>> BEGIN INPUT

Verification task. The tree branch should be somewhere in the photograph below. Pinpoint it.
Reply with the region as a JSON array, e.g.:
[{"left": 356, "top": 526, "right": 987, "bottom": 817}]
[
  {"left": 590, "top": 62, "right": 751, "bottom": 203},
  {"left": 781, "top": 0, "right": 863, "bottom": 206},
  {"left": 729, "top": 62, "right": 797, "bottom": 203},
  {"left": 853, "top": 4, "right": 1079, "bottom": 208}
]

>> END INPUT

# [WHAT TO PRODUCE]
Put the rows above into a Markdown table with two columns, No. and Text. Number each line and skip any blank lines.

# [OUTPUT FOR THIS EXERCISE]
| No. | Text |
|---|---|
| 1 | Verification task. The tree branch should be somewhere in the photograph below. Pinpoint it. |
| 2 | Reply with the region as a JSON array, e.g.: |
| 3 | [{"left": 356, "top": 526, "right": 987, "bottom": 817}] |
| 4 | [ |
| 5 |   {"left": 590, "top": 62, "right": 751, "bottom": 203}, |
| 6 |   {"left": 781, "top": 0, "right": 863, "bottom": 206}, |
| 7 |   {"left": 729, "top": 62, "right": 797, "bottom": 203}, |
| 8 |   {"left": 853, "top": 4, "right": 1079, "bottom": 208} |
| 9 | ] |